EXERCISE PASSAGE:
The blame for the neglect which
has always overtaken Theodora has been very unjustly laid on Morell. Handel
himself, remembering the successes of Judas and Susanna, observed to the
poet, "The Jews will not come to it, because it is a Christian story; and
the ladies will not come, because it is a virtuous one." Theodora was
always Handel's favourite among his oratorios, and he considered the
chorus, "He saw the Lovely Youth," to be far beyond anything in Messiah.
None the less, the theatre was half empty when Theodora was given. "Never
mind," said Handel, with grim humour, "the music will sound all the
better."
An old acquaintance reappeared this year in London in the shape of Cuzzoni,
who had continued her quarrelsome career at Venice, Vienna, and Stuttgart.
An unsuccessful benefit concert was given for her, at which Giardini the
violinist made his first appearance in London. Handel engaged her to sing
in Messiah at the Foundling Hospital, but her voice was gone. She was
arrested for debt and bailed out by the Prince of Wales; after a few years
in Holland, where she was again in prison, she died in destitution at
Bologna.
In the summer Handel went to Germany for the last time. Nothing is known of
his movements there beyond the fact that on the journey out he met with a
carriage accident between the Hague and Haarlem.

DATASET EXTRACT:
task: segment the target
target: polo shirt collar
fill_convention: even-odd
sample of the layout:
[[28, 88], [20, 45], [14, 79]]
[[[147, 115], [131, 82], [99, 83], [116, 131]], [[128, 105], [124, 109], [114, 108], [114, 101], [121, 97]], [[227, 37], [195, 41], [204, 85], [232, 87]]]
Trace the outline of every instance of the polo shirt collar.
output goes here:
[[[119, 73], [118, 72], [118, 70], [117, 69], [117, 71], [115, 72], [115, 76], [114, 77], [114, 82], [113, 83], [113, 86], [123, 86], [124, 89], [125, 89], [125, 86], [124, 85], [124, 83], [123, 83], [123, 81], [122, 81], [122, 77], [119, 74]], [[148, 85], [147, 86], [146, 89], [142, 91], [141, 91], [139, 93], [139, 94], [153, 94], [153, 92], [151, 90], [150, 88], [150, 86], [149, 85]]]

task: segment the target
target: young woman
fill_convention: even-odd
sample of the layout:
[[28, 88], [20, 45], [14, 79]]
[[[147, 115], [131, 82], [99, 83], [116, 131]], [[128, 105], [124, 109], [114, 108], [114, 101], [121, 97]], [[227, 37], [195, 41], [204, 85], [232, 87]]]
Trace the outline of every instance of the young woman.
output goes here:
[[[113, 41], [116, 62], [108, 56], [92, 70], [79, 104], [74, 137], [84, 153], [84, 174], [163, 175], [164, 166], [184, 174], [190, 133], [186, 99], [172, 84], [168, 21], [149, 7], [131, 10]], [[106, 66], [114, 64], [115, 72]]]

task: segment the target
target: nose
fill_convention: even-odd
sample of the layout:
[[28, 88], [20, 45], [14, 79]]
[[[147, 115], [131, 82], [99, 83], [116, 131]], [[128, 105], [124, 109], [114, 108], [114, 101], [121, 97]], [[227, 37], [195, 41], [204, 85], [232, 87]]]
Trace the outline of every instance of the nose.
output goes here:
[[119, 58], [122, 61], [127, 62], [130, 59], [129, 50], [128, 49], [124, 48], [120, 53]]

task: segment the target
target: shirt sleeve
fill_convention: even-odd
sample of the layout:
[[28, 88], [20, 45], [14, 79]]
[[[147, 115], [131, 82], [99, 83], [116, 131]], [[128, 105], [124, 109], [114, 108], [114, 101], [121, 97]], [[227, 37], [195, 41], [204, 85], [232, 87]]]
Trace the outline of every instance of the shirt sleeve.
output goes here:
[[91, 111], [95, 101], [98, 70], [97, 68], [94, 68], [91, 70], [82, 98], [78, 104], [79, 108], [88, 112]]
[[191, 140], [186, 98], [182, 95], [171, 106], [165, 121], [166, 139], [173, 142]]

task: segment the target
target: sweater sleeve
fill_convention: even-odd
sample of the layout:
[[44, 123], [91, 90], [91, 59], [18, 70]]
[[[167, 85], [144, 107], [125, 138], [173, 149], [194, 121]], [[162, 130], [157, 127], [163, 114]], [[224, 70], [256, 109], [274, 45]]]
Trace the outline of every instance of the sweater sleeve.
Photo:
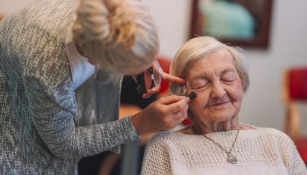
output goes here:
[[306, 167], [297, 151], [293, 141], [285, 133], [281, 133], [280, 154], [289, 174], [307, 174]]
[[142, 175], [172, 174], [167, 147], [163, 135], [158, 133], [148, 142], [142, 166]]
[[[52, 95], [49, 88], [37, 77], [25, 76], [23, 81], [31, 119], [47, 147], [59, 158], [88, 156], [140, 138], [130, 117], [75, 127], [76, 114], [72, 110], [75, 103], [67, 90], [61, 91], [58, 88], [58, 94]], [[61, 84], [59, 86], [65, 87]]]

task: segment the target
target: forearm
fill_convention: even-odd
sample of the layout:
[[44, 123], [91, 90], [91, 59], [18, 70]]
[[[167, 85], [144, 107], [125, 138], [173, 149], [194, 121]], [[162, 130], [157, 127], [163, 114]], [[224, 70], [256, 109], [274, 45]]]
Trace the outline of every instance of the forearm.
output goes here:
[[129, 117], [103, 124], [77, 127], [44, 138], [57, 157], [73, 158], [96, 154], [140, 138]]

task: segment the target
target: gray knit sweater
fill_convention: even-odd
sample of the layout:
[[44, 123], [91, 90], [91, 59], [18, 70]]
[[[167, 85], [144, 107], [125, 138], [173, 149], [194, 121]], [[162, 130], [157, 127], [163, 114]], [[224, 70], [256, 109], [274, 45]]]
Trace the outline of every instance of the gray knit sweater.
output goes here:
[[1, 174], [75, 174], [81, 157], [140, 138], [130, 117], [112, 122], [121, 76], [100, 70], [73, 90], [64, 40], [77, 5], [38, 0], [0, 22]]

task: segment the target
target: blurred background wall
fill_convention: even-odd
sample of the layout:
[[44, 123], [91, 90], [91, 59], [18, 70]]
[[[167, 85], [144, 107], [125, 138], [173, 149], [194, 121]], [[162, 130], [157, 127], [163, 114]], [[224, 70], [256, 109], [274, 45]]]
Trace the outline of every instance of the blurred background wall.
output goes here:
[[[0, 0], [0, 15], [8, 15], [33, 0]], [[161, 41], [160, 55], [172, 58], [188, 39], [190, 0], [142, 0], [156, 21]], [[275, 0], [269, 47], [245, 49], [249, 60], [250, 86], [239, 113], [241, 122], [283, 130], [285, 110], [280, 97], [283, 71], [307, 65], [307, 1]], [[307, 134], [307, 107], [299, 106], [301, 133]]]

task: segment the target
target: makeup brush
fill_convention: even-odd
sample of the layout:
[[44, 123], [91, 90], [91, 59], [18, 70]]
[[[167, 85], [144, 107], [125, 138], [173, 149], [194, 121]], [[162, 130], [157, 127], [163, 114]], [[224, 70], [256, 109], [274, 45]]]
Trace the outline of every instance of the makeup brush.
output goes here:
[[194, 92], [190, 92], [189, 95], [188, 95], [188, 98], [190, 99], [194, 99], [196, 97], [196, 94]]

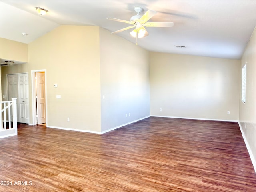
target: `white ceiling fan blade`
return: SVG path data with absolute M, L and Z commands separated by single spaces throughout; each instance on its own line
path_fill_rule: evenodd
M 145 27 L 172 27 L 174 24 L 172 22 L 149 22 L 142 25 Z
M 112 17 L 109 17 L 107 18 L 107 19 L 109 19 L 110 20 L 112 20 L 113 21 L 118 21 L 119 22 L 122 22 L 123 23 L 128 23 L 131 25 L 134 25 L 135 23 L 132 21 L 126 21 L 126 20 L 123 20 L 122 19 L 116 19 L 116 18 L 112 18 Z
M 144 14 L 139 19 L 138 21 L 141 23 L 145 23 L 153 16 L 156 14 L 157 12 L 154 10 L 148 10 L 147 12 Z
M 135 27 L 135 26 L 129 26 L 128 27 L 126 27 L 125 28 L 122 28 L 122 29 L 120 29 L 119 30 L 118 30 L 117 31 L 114 31 L 114 32 L 112 32 L 111 33 L 111 34 L 112 34 L 112 33 L 119 33 L 119 32 L 122 32 L 122 31 L 125 31 L 126 30 L 127 30 L 129 29 L 130 29 L 131 28 L 133 28 L 134 27 Z

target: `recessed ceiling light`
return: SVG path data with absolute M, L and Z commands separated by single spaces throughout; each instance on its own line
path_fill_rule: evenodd
M 178 47 L 179 48 L 186 48 L 186 46 L 183 45 L 176 45 L 176 47 Z
M 44 15 L 48 12 L 48 10 L 44 9 L 44 8 L 41 8 L 41 7 L 36 7 L 36 9 L 41 15 Z

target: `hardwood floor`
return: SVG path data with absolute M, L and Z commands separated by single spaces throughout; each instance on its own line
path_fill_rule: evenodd
M 152 117 L 102 135 L 21 124 L 0 144 L 1 192 L 256 191 L 237 123 Z

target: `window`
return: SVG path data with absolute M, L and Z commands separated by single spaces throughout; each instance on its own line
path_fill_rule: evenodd
M 246 62 L 242 69 L 242 101 L 245 103 L 246 84 Z

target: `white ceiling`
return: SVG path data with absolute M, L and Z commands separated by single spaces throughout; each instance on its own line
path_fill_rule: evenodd
M 106 18 L 129 20 L 136 6 L 158 12 L 151 22 L 174 23 L 146 28 L 138 43 L 152 51 L 239 59 L 256 25 L 256 0 L 0 0 L 0 37 L 28 43 L 60 25 L 112 32 L 129 24 Z M 35 7 L 49 12 L 40 16 Z M 132 29 L 117 34 L 135 43 Z

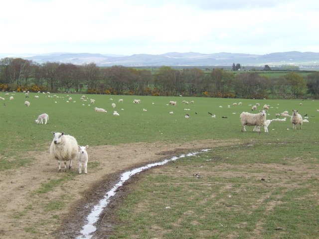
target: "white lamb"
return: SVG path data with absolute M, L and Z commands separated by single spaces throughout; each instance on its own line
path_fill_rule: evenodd
M 43 123 L 43 120 L 45 121 L 44 124 L 46 124 L 46 122 L 49 120 L 49 116 L 46 114 L 42 114 L 42 115 L 40 115 L 38 117 L 37 120 L 35 120 L 35 122 L 36 123 Z
M 79 174 L 82 173 L 82 166 L 83 165 L 84 167 L 84 173 L 87 174 L 87 166 L 88 161 L 89 160 L 89 156 L 88 153 L 86 151 L 86 149 L 88 148 L 89 145 L 86 146 L 80 146 L 79 147 L 79 152 L 78 153 L 78 161 L 79 162 Z
M 105 112 L 105 113 L 107 113 L 107 111 L 106 111 L 105 110 L 104 110 L 104 109 L 102 109 L 102 108 L 98 108 L 97 107 L 95 107 L 94 108 L 94 110 L 97 112 Z
M 73 136 L 62 133 L 52 132 L 54 135 L 50 146 L 50 156 L 51 159 L 56 159 L 59 164 L 59 173 L 61 172 L 60 161 L 64 162 L 66 172 L 66 161 L 70 161 L 69 169 L 72 167 L 72 161 L 78 155 L 78 143 Z
M 266 120 L 265 121 L 265 123 L 264 123 L 264 125 L 263 125 L 264 126 L 264 129 L 265 130 L 265 132 L 266 133 L 268 133 L 268 126 L 269 126 L 269 124 L 270 124 L 271 122 L 273 121 L 271 120 Z M 255 128 L 253 129 L 253 131 L 258 131 L 258 127 L 260 127 L 260 126 L 255 126 Z
M 251 114 L 243 112 L 240 114 L 240 122 L 242 124 L 241 131 L 246 132 L 246 125 L 257 126 L 257 132 L 260 132 L 260 127 L 263 126 L 266 121 L 267 111 L 260 111 L 259 114 Z
M 293 110 L 293 115 L 290 118 L 290 121 L 293 124 L 294 129 L 297 129 L 298 124 L 300 125 L 301 129 L 301 126 L 303 125 L 303 118 L 301 115 L 298 114 L 298 111 Z

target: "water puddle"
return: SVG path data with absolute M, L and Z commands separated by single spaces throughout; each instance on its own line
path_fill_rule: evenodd
M 81 235 L 78 236 L 77 239 L 90 239 L 92 237 L 92 235 L 96 231 L 96 228 L 94 224 L 99 220 L 100 215 L 103 210 L 107 206 L 110 201 L 110 198 L 114 196 L 117 190 L 123 185 L 123 184 L 126 182 L 131 177 L 136 174 L 137 173 L 142 172 L 149 168 L 156 166 L 160 166 L 167 163 L 168 162 L 175 161 L 179 158 L 183 158 L 186 156 L 194 156 L 198 153 L 203 152 L 206 152 L 209 149 L 203 149 L 200 151 L 193 152 L 186 154 L 181 154 L 178 157 L 174 156 L 169 159 L 164 159 L 163 161 L 157 163 L 153 163 L 147 164 L 146 166 L 137 168 L 130 171 L 125 172 L 121 175 L 120 181 L 111 189 L 107 192 L 104 195 L 103 198 L 101 199 L 99 203 L 95 205 L 91 211 L 91 213 L 86 218 L 86 224 L 82 228 L 82 230 L 80 232 Z

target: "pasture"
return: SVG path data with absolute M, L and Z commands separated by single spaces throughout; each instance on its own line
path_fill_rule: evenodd
M 4 96 L 4 93 L 0 93 L 0 96 L 5 99 L 4 101 L 0 102 L 0 130 L 2 133 L 0 143 L 0 171 L 6 175 L 13 173 L 12 170 L 18 171 L 22 167 L 31 167 L 30 165 L 35 163 L 35 158 L 26 156 L 25 152 L 38 152 L 41 153 L 41 152 L 48 151 L 53 137 L 52 131 L 63 131 L 67 134 L 72 135 L 76 137 L 80 145 L 89 145 L 89 149 L 91 147 L 102 147 L 103 145 L 116 145 L 121 147 L 123 144 L 141 142 L 161 145 L 160 142 L 165 142 L 168 144 L 180 145 L 185 151 L 190 151 L 192 149 L 190 146 L 192 142 L 197 142 L 198 143 L 196 144 L 195 148 L 199 148 L 201 147 L 198 146 L 201 142 L 211 139 L 215 140 L 216 142 L 222 142 L 227 144 L 227 146 L 218 146 L 215 150 L 202 153 L 200 156 L 195 157 L 195 159 L 192 158 L 185 160 L 178 160 L 174 163 L 154 169 L 154 171 L 150 170 L 150 173 L 144 173 L 141 181 L 136 185 L 132 185 L 132 194 L 126 199 L 124 204 L 125 207 L 121 208 L 121 210 L 117 212 L 119 223 L 122 225 L 116 229 L 116 233 L 118 234 L 119 237 L 132 238 L 131 235 L 136 234 L 145 235 L 140 238 L 150 238 L 151 234 L 157 233 L 156 227 L 159 227 L 159 228 L 162 229 L 164 232 L 160 234 L 160 238 L 192 238 L 190 235 L 194 232 L 197 234 L 194 235 L 197 235 L 195 237 L 197 238 L 229 238 L 232 235 L 236 236 L 239 235 L 242 238 L 248 238 L 252 235 L 249 232 L 255 232 L 256 233 L 254 235 L 255 237 L 252 237 L 251 238 L 257 238 L 259 235 L 256 232 L 258 230 L 258 227 L 261 226 L 257 225 L 256 222 L 263 220 L 263 214 L 268 212 L 268 210 L 273 212 L 274 214 L 279 213 L 280 215 L 284 215 L 285 212 L 283 212 L 284 211 L 283 208 L 273 208 L 272 206 L 269 206 L 270 204 L 266 204 L 268 206 L 264 207 L 260 207 L 261 204 L 258 204 L 254 211 L 256 213 L 255 215 L 255 215 L 254 219 L 251 221 L 248 221 L 247 219 L 250 215 L 246 211 L 249 211 L 251 206 L 257 207 L 256 205 L 247 203 L 244 207 L 241 205 L 240 208 L 236 208 L 233 211 L 229 210 L 234 209 L 233 205 L 238 205 L 240 202 L 246 200 L 252 200 L 255 199 L 258 201 L 259 199 L 257 197 L 254 198 L 254 196 L 253 198 L 249 197 L 249 195 L 247 194 L 247 192 L 250 191 L 254 195 L 255 195 L 254 194 L 258 195 L 260 193 L 258 192 L 260 190 L 265 192 L 262 193 L 265 197 L 260 202 L 268 203 L 273 202 L 269 198 L 282 198 L 281 196 L 276 198 L 276 195 L 280 193 L 280 190 L 286 190 L 287 194 L 282 195 L 282 197 L 287 198 L 285 201 L 287 203 L 284 205 L 287 208 L 290 208 L 290 207 L 297 208 L 301 202 L 303 202 L 305 198 L 308 198 L 306 197 L 307 195 L 310 194 L 312 196 L 308 199 L 310 202 L 309 204 L 311 205 L 309 207 L 312 207 L 311 208 L 317 207 L 318 208 L 318 203 L 314 200 L 313 198 L 316 195 L 316 190 L 318 189 L 318 178 L 316 178 L 318 174 L 313 170 L 318 165 L 319 158 L 317 125 L 319 123 L 319 112 L 317 110 L 319 109 L 319 105 L 318 101 L 86 95 L 87 101 L 81 101 L 80 98 L 81 95 L 68 94 L 69 97 L 72 98 L 72 100 L 68 103 L 67 101 L 68 97 L 65 94 L 44 95 L 29 93 L 29 97 L 26 98 L 24 93 L 19 93 L 13 96 L 14 100 L 12 101 L 9 100 L 9 97 L 11 96 L 11 93 L 9 94 L 9 96 Z M 53 95 L 56 95 L 58 97 L 53 97 Z M 35 98 L 36 95 L 38 96 L 39 98 Z M 111 100 L 111 98 L 113 100 Z M 89 106 L 90 105 L 90 99 L 95 100 L 95 103 Z M 118 102 L 120 99 L 124 100 L 123 103 Z M 141 103 L 134 104 L 133 100 L 135 99 L 141 99 Z M 27 107 L 24 105 L 25 100 L 30 102 L 30 107 Z M 182 103 L 183 100 L 188 102 L 194 101 L 194 103 L 185 105 Z M 176 101 L 176 105 L 168 105 L 170 101 Z M 242 102 L 241 105 L 238 105 L 239 102 Z M 111 107 L 111 104 L 113 103 L 116 104 L 114 109 Z M 237 103 L 237 105 L 233 106 L 234 103 Z M 293 110 L 298 110 L 303 118 L 305 115 L 308 115 L 309 122 L 304 123 L 302 129 L 293 130 L 290 119 L 288 118 L 286 121 L 272 122 L 268 127 L 269 132 L 268 133 L 264 132 L 263 128 L 261 129 L 261 133 L 253 132 L 253 126 L 246 126 L 247 131 L 241 132 L 239 120 L 240 113 L 243 111 L 251 112 L 252 106 L 257 103 L 260 105 L 257 108 L 258 111 L 262 110 L 264 104 L 270 105 L 271 108 L 267 112 L 269 114 L 267 117 L 268 120 L 275 119 L 276 113 L 288 111 L 291 115 Z M 300 105 L 301 103 L 302 106 Z M 229 107 L 228 106 L 230 106 Z M 96 107 L 106 109 L 107 113 L 96 112 L 94 111 L 94 107 Z M 147 111 L 144 111 L 143 109 Z M 189 110 L 186 111 L 185 109 Z M 113 111 L 117 111 L 120 116 L 114 116 Z M 169 114 L 170 112 L 173 112 L 173 114 Z M 212 118 L 209 113 L 215 115 L 216 117 Z M 49 115 L 47 124 L 36 124 L 35 120 L 39 115 L 43 113 Z M 190 116 L 189 118 L 184 118 L 186 114 Z M 283 118 L 281 117 L 282 119 Z M 217 144 L 217 143 L 216 145 L 212 144 L 211 148 L 216 147 Z M 241 146 L 232 147 L 235 144 Z M 247 146 L 247 145 L 252 146 Z M 207 145 L 205 145 L 206 146 Z M 164 147 L 161 150 L 165 151 L 168 149 L 168 147 Z M 137 151 L 143 150 L 143 146 L 140 146 L 137 149 Z M 107 152 L 106 153 L 107 154 Z M 89 151 L 89 154 L 90 155 Z M 304 158 L 306 159 L 304 160 L 298 159 Z M 291 158 L 293 161 L 290 161 L 287 159 Z M 261 159 L 262 159 L 262 162 L 259 161 Z M 42 160 L 48 164 L 48 158 L 42 158 Z M 88 169 L 89 175 L 102 170 L 103 163 L 96 162 L 96 164 L 94 164 L 94 163 L 89 160 Z M 261 163 L 263 164 L 261 165 Z M 302 170 L 299 168 L 301 164 L 303 165 Z M 75 163 L 74 165 L 76 165 Z M 287 173 L 285 172 L 285 170 L 278 171 L 271 168 L 271 166 L 274 165 L 276 165 L 276 167 L 281 167 L 280 168 L 285 165 L 285 170 L 288 173 L 290 172 L 290 169 L 293 169 L 294 175 L 290 175 L 292 179 L 287 179 Z M 61 185 L 67 184 L 67 182 L 69 181 L 76 181 L 79 177 L 76 175 L 76 167 L 66 174 L 58 174 L 55 171 L 57 169 L 57 165 L 56 166 L 56 168 L 53 166 L 52 172 L 48 173 L 47 178 L 45 179 L 46 182 L 47 181 L 47 184 L 45 185 L 48 186 L 49 183 L 54 184 L 49 187 L 48 191 L 54 191 L 54 189 L 61 187 Z M 288 166 L 291 167 L 289 168 Z M 95 168 L 92 170 L 93 167 L 95 167 Z M 194 168 L 196 168 L 196 171 L 194 170 Z M 199 168 L 200 169 L 199 169 Z M 176 168 L 179 169 L 177 170 Z M 214 172 L 217 174 L 212 173 L 214 169 L 216 169 Z M 312 176 L 301 180 L 300 178 L 303 175 L 309 173 L 307 172 L 307 169 L 310 170 Z M 194 175 L 199 171 L 201 172 L 201 174 L 198 174 L 200 177 L 194 177 Z M 263 174 L 259 177 L 259 175 L 256 176 L 256 172 L 262 172 Z M 227 174 L 225 174 L 226 173 Z M 45 174 L 45 172 L 43 174 Z M 260 184 L 260 180 L 256 179 L 257 177 L 258 178 L 262 177 L 268 184 Z M 272 179 L 274 181 L 270 180 L 273 177 L 276 179 Z M 252 178 L 254 179 L 253 183 L 251 182 Z M 218 185 L 215 185 L 212 182 L 218 182 Z M 278 183 L 280 187 L 275 189 L 276 185 L 273 184 L 274 182 Z M 183 182 L 187 183 L 184 184 L 184 185 L 187 185 L 187 188 L 181 188 L 178 186 L 182 185 Z M 288 184 L 289 187 L 287 187 L 285 184 Z M 153 185 L 155 186 L 152 186 Z M 212 186 L 212 185 L 214 185 L 214 186 Z M 302 186 L 309 185 L 311 186 L 308 191 L 302 190 Z M 37 197 L 48 193 L 46 189 L 44 189 L 44 185 L 40 184 L 39 187 L 41 189 L 35 189 L 30 193 L 35 193 Z M 223 197 L 225 195 L 233 197 L 231 194 L 233 191 L 230 189 L 228 191 L 225 189 L 221 189 L 227 187 L 229 187 L 230 189 L 237 187 L 238 189 L 235 190 L 237 196 L 231 198 L 229 197 L 227 199 L 228 201 L 226 201 Z M 191 189 L 191 190 L 189 189 Z M 39 192 L 40 189 L 44 190 L 44 192 L 42 191 Z M 161 191 L 162 189 L 162 191 Z M 184 190 L 186 189 L 186 191 L 190 191 L 185 192 Z M 300 197 L 301 201 L 293 200 L 294 204 L 290 204 L 294 198 L 294 193 L 297 191 L 299 192 L 298 197 Z M 215 225 L 213 228 L 204 223 L 204 221 L 208 220 L 207 223 L 211 224 L 216 219 L 214 217 L 211 218 L 204 214 L 202 211 L 203 209 L 199 212 L 200 209 L 194 205 L 195 201 L 188 202 L 189 200 L 187 199 L 190 198 L 189 193 L 193 195 L 199 194 L 201 195 L 201 197 L 205 201 L 200 203 L 205 205 L 203 209 L 214 206 L 209 205 L 208 203 L 211 202 L 207 199 L 213 194 L 215 195 L 213 197 L 217 197 L 219 199 L 219 202 L 221 204 L 226 205 L 226 211 L 224 212 L 225 215 L 222 215 L 221 212 L 218 212 L 221 215 L 218 220 L 221 221 L 218 221 L 217 226 Z M 167 198 L 164 197 L 161 198 L 159 197 L 160 195 Z M 43 197 L 45 198 L 47 196 Z M 65 196 L 63 199 L 60 199 L 63 201 L 61 204 L 65 205 L 64 208 L 71 205 L 71 202 L 74 200 L 74 197 Z M 37 198 L 36 197 L 34 198 Z M 193 197 L 190 197 L 190 198 Z M 37 207 L 42 204 L 46 205 L 43 199 L 40 199 L 36 201 L 36 199 L 33 199 L 29 205 L 25 205 L 23 213 L 27 213 L 26 211 L 28 212 L 28 213 L 36 211 L 35 209 L 36 206 Z M 186 204 L 181 202 L 181 206 L 174 208 L 172 205 L 172 202 L 174 200 L 176 200 L 176 202 L 181 201 L 188 202 Z M 199 199 L 194 198 L 194 200 Z M 231 201 L 235 200 L 236 201 Z M 148 200 L 150 200 L 150 202 Z M 161 203 L 157 205 L 157 200 L 170 202 L 167 204 Z M 205 200 L 208 201 L 206 202 Z M 142 203 L 141 202 L 145 203 Z M 159 206 L 159 207 L 155 209 L 155 211 L 148 213 L 148 210 L 150 208 L 154 208 L 155 205 L 157 205 L 157 207 Z M 228 207 L 227 205 L 231 206 Z M 137 208 L 137 206 L 138 206 Z M 173 210 L 170 212 L 163 211 L 162 207 L 164 206 L 169 206 Z M 209 208 L 213 211 L 217 210 L 218 206 L 220 206 L 220 204 L 214 206 L 217 207 Z M 179 216 L 182 211 L 181 207 L 188 209 L 188 211 L 183 213 L 186 214 L 183 214 L 184 217 Z M 190 209 L 191 208 L 191 209 Z M 139 212 L 136 212 L 137 208 L 139 209 Z M 146 210 L 141 211 L 141 208 L 145 208 Z M 272 211 L 274 208 L 276 210 Z M 53 207 L 49 210 L 54 215 L 53 217 L 50 217 L 50 223 L 61 223 L 63 217 L 63 213 Z M 57 212 L 60 212 L 59 214 Z M 207 212 L 212 213 L 209 211 Z M 244 212 L 246 212 L 247 215 L 244 215 Z M 294 213 L 301 217 L 302 216 L 300 215 L 300 214 L 305 212 L 311 214 L 312 212 L 318 218 L 318 213 L 316 210 L 297 210 L 294 212 Z M 43 213 L 42 218 L 45 218 L 44 213 L 37 212 L 37 213 Z M 150 229 L 143 226 L 146 225 L 145 220 L 136 219 L 136 222 L 140 222 L 138 223 L 139 224 L 137 225 L 135 224 L 136 223 L 128 219 L 130 218 L 133 219 L 135 216 L 145 216 L 148 213 L 149 214 L 146 215 L 146 218 L 149 219 L 149 222 L 156 222 L 156 220 L 152 217 L 154 215 L 161 215 L 161 218 L 162 217 L 162 221 L 158 222 L 158 224 L 154 223 L 149 225 Z M 189 215 L 187 213 L 192 214 L 191 217 L 188 217 Z M 202 220 L 197 218 L 198 220 L 195 220 L 193 213 L 195 213 L 195 216 L 199 213 L 204 214 Z M 17 214 L 19 216 L 17 216 Z M 11 216 L 12 218 L 16 218 L 17 220 L 19 220 L 23 217 L 22 214 L 12 211 Z M 58 214 L 59 216 L 56 216 Z M 241 215 L 242 218 L 235 219 L 236 216 L 238 215 Z M 172 217 L 172 215 L 174 215 L 174 217 Z M 306 219 L 307 217 L 307 216 L 304 216 L 303 218 Z M 170 218 L 172 218 L 171 222 L 167 221 Z M 267 220 L 267 224 L 271 224 L 273 220 L 279 220 L 275 218 L 275 215 L 269 215 L 269 220 Z M 288 221 L 290 218 L 286 218 L 287 221 L 285 222 L 285 225 L 289 225 L 291 223 Z M 233 219 L 234 221 L 231 221 Z M 226 221 L 229 220 L 230 220 L 230 222 L 227 224 Z M 301 220 L 302 221 L 302 219 Z M 176 223 L 177 221 L 178 223 Z M 170 222 L 170 223 L 168 222 Z M 307 223 L 309 223 L 309 221 L 306 222 Z M 225 228 L 220 226 L 219 224 L 228 226 Z M 230 227 L 231 224 L 233 225 L 232 227 Z M 280 228 L 281 229 L 278 229 L 280 231 L 287 229 L 287 226 L 279 224 L 277 226 L 274 224 L 270 225 L 268 231 L 263 228 L 265 232 L 268 232 L 269 238 L 274 237 L 272 233 L 274 227 Z M 196 225 L 201 226 L 196 227 Z M 241 227 L 240 225 L 245 226 Z M 301 225 L 304 226 L 305 224 L 301 224 Z M 46 229 L 48 226 L 41 225 L 41 227 Z M 318 231 L 314 232 L 313 227 L 310 228 L 311 228 L 311 232 L 303 232 L 303 233 L 306 236 L 299 238 L 315 238 L 314 235 L 318 233 Z M 238 228 L 240 228 L 240 232 L 236 231 Z M 301 228 L 297 227 L 297 229 L 295 229 L 296 232 L 300 228 Z M 43 237 L 42 231 L 44 231 L 44 232 L 50 231 L 49 229 L 40 229 L 34 225 L 25 228 L 24 230 L 24 232 L 28 234 L 27 235 L 31 235 L 33 238 L 41 238 Z M 220 235 L 221 236 L 212 237 L 210 234 L 212 232 L 217 234 L 220 233 Z M 184 233 L 184 236 L 181 236 Z M 309 238 L 307 237 L 307 234 L 311 235 Z M 284 233 L 282 235 L 283 236 L 279 238 L 293 238 L 292 236 L 287 236 L 287 234 Z M 27 237 L 25 238 L 28 238 Z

TASK TO CARRY OUT:
Answer the following questions about the Handel passage.
(a) Which chorus from Theodora did Handel consider far beyond anything in Messiah?
(b) Who bailed Cuzzoni out when she was arrested for debt?
(c) Between which two places did Handel have a carriage accident on his last journey to Germany?

TASK OUTPUT:
(a) "He saw the Lovely Youth"
(b) The Prince of Wales
(c) The Hague and Haarlem